→ **TASK STATEMENT**
Copy out the entries below exactly as they stand, but only from the line containing "Target: tree line" through the line containing "Target: tarmac".

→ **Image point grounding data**
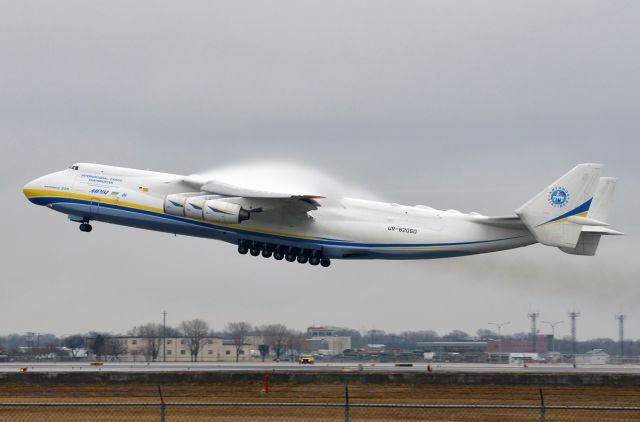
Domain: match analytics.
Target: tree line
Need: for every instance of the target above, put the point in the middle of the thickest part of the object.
(274, 339)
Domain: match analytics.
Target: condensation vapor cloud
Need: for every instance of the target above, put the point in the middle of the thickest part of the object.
(287, 177)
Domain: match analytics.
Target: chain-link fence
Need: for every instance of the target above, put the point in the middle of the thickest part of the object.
(232, 411)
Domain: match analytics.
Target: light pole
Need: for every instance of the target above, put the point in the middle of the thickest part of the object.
(500, 325)
(164, 336)
(553, 332)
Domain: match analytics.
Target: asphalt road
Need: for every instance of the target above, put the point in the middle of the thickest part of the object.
(318, 367)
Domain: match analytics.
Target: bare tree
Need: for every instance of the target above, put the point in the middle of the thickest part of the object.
(275, 335)
(295, 342)
(74, 343)
(152, 335)
(195, 331)
(239, 332)
(114, 348)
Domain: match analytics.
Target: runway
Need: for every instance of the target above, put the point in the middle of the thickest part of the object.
(285, 367)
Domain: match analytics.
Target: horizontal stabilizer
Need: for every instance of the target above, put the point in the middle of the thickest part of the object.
(601, 230)
(586, 246)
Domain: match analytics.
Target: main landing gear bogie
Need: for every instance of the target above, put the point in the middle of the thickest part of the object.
(279, 253)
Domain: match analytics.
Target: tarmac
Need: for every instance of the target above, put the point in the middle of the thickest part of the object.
(320, 367)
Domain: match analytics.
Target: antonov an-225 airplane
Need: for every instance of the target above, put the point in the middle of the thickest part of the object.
(570, 214)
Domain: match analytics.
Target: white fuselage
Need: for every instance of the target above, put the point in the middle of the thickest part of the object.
(350, 229)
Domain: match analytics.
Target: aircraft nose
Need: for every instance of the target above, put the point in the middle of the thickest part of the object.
(30, 190)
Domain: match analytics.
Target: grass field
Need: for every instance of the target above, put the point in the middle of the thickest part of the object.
(334, 393)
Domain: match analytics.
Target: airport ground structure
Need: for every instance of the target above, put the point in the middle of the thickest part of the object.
(326, 344)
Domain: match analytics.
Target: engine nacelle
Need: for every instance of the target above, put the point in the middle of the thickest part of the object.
(220, 211)
(174, 204)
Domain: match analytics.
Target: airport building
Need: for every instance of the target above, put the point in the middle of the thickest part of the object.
(325, 341)
(178, 349)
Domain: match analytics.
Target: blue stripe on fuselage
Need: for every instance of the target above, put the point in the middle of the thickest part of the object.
(321, 241)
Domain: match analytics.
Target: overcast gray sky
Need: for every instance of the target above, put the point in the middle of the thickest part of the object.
(469, 105)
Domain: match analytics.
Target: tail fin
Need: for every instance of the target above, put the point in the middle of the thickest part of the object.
(547, 215)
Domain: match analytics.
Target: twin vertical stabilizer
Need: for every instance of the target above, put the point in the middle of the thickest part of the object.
(571, 212)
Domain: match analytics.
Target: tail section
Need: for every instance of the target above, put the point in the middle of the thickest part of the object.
(599, 214)
(556, 215)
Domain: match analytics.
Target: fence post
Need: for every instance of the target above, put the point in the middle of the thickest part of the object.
(346, 403)
(163, 409)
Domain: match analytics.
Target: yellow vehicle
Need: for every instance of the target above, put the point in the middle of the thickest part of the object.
(306, 360)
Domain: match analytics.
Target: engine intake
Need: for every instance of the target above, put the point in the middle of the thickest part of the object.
(204, 207)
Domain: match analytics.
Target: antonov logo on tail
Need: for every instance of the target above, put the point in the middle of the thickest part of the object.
(558, 197)
(301, 227)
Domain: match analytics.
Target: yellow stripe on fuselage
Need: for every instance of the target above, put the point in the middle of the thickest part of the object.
(30, 193)
(564, 220)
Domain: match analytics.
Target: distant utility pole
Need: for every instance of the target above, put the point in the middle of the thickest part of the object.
(500, 325)
(534, 331)
(621, 317)
(164, 336)
(553, 332)
(573, 315)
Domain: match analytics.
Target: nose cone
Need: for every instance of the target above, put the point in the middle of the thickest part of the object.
(29, 190)
(33, 189)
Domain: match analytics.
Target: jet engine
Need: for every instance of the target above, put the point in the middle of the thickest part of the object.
(204, 207)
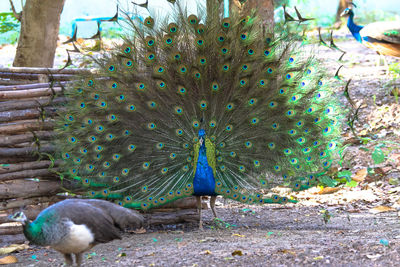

→ **TASK SOLUTION**
Target: tree line
Need: for every instance of the target above, put the point in the middle of the thickest part of the object.
(274, 339)
Domain: match analytics.
Target: condensation vapor cloud
Need: for every instance of the target above, put the point in the middle of the thickest part of the object.
(287, 177)
Domain: match analytics.
Target: chain-link fence
Need: for every instance of the target above, put the point in the middle of the thickest part of the object.
(232, 411)
Domain: match analytics.
Target: light pole
Need: for every instance of the target above, put the point in the middle of the thickest part of the object.
(500, 325)
(164, 336)
(553, 332)
Domain: match analytics.
Target: asphalt road
Need: for every instance of the target above, put the point in the middle of the thickest part of the object.
(318, 367)
Domain: match analytics.
Target: bare tree
Need: for every instance of the target above, put the point in the middle of the thickest part of the object.
(275, 335)
(295, 342)
(74, 343)
(152, 335)
(195, 331)
(239, 332)
(114, 348)
Domain: match analytics.
Target: runway
Need: for every instance of the target above, put the point in the middle of the thickest part of the object.
(285, 367)
Domain: match analytics.
Target: horizontal stabilizer
Need: for every instance of the target above, put the point in the middle of the thickest part of the object.
(601, 230)
(586, 246)
Domain: match analytics.
Target: main landing gear bogie
Need: for every instance of the target above, put the point in the middle of the thickest part of the object.
(279, 253)
Domain: match analytics.
Target: tarmac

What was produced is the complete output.